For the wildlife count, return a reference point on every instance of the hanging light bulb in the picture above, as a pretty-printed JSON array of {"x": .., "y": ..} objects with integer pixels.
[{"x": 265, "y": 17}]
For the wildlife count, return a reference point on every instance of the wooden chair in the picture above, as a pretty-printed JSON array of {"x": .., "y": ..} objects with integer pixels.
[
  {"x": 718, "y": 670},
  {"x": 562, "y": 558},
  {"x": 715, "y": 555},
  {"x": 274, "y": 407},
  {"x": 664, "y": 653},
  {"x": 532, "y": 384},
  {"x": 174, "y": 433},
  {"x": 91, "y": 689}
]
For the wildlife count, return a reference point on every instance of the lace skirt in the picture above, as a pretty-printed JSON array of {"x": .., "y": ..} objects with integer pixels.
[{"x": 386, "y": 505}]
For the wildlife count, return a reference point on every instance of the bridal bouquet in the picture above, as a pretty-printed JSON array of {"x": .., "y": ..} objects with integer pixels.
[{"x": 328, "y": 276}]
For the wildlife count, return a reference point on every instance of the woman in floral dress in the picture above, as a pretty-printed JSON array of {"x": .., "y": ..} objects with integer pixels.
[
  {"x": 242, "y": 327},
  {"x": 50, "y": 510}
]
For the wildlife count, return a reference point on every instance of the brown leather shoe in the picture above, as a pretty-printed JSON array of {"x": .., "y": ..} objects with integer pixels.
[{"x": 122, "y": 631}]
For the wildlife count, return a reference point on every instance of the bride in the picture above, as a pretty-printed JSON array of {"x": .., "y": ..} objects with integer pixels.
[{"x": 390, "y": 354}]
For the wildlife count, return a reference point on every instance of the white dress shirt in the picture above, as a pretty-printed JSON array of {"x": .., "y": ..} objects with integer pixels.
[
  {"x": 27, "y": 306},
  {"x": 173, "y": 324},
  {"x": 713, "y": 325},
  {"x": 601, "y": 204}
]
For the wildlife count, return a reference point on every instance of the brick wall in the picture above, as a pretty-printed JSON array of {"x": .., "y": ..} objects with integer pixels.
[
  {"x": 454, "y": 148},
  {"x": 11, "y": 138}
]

━━━━━━━━━━━━━━━━━━━━

- PROBLEM DETAILS -
Each entry above is to be transcribed word for word.

- ANSWER AREA -
For the wildlife count, return a reference point on every instance of the hanging light bulb in the picture above, as a pretty-printed JSON array of {"x": .., "y": ..} objects with integer pixels.
[{"x": 265, "y": 17}]
For the wildlife count, return a reference point on every instance of the wooden chair in the picture above, as a pretty-printed JSON array of {"x": .., "y": ..} objects with integer pixels.
[
  {"x": 718, "y": 670},
  {"x": 562, "y": 558},
  {"x": 715, "y": 555},
  {"x": 274, "y": 407},
  {"x": 664, "y": 653},
  {"x": 532, "y": 384},
  {"x": 174, "y": 433},
  {"x": 91, "y": 689}
]
For the wildlife count, return a reference point on every instance of the lace skirt in the picture above, as a pretty-printed JSON array of {"x": .., "y": ..} objects with integer pixels.
[{"x": 386, "y": 505}]
For the wildlife count, return a reference point on every instance of the bridal bouquet in the picture above, as a pretty-printed JSON array of {"x": .., "y": ..} objects with integer pixels.
[{"x": 328, "y": 276}]
For the wildlife count, return a reference point on every instance of the woman in floral dress in the picture above, as a pretty-printed JSON array of {"x": .., "y": ..} objects with integer pixels.
[
  {"x": 242, "y": 327},
  {"x": 50, "y": 510}
]
For the wildlife count, return a reference point on every instance of the brown leather shoe in the picture above, as a pretty-printed JSON array of {"x": .., "y": ..} objects with integer pixels.
[{"x": 122, "y": 631}]
For the wildlife count, return a reference point on every instance of the bride in the picture above, as a pretty-printed JSON array of {"x": .., "y": ..} objects with integer pixels.
[{"x": 390, "y": 354}]
For the wildlife count, return a reference point on every instance of the white dress shirt in the picture above, as a pretty-printed JSON array of {"x": .., "y": ..} objects with integer pixels.
[
  {"x": 27, "y": 306},
  {"x": 173, "y": 324},
  {"x": 713, "y": 325},
  {"x": 601, "y": 204}
]
For the wildlife count, return a reference point on every instance of the brick wall in the picture above, as a pretty-printed JSON array of {"x": .., "y": ..} objects with integer pixels.
[
  {"x": 454, "y": 148},
  {"x": 11, "y": 138}
]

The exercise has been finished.